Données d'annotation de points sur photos

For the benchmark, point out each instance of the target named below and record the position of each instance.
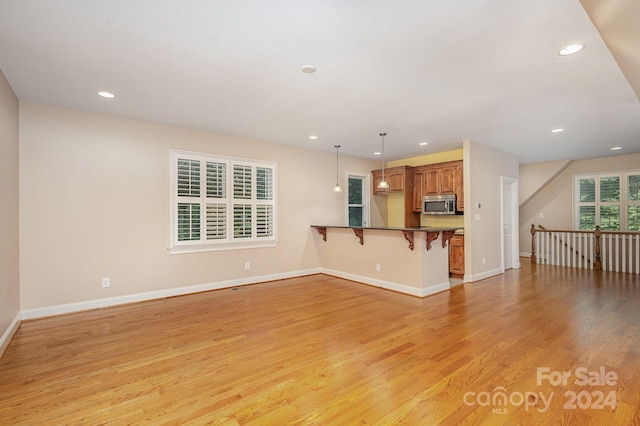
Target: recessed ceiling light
(571, 49)
(308, 69)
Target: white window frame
(623, 203)
(229, 241)
(366, 190)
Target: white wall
(483, 167)
(94, 200)
(9, 214)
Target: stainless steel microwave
(439, 204)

• _LE PROBLÈME_: Transformez toute la liste ci-dessus en un tableau JSON de chaînes, une chaîne par ligne, sans les lignes vides. Laissez les images hors de la réponse, s'il vous plaît.

• _BONNE RÉPONSE_:
[
  "For the benchmark, point out each instance of the target named below and record the position of each instance.",
  "Target: recessed ceiling light",
  "(571, 49)",
  "(308, 69)",
  "Target: white window frame",
  "(623, 203)",
  "(229, 241)",
  "(366, 190)",
  "Target: white wall",
  "(483, 167)",
  "(94, 200)",
  "(9, 214)",
  "Target: stainless steel microwave",
  "(439, 204)"
]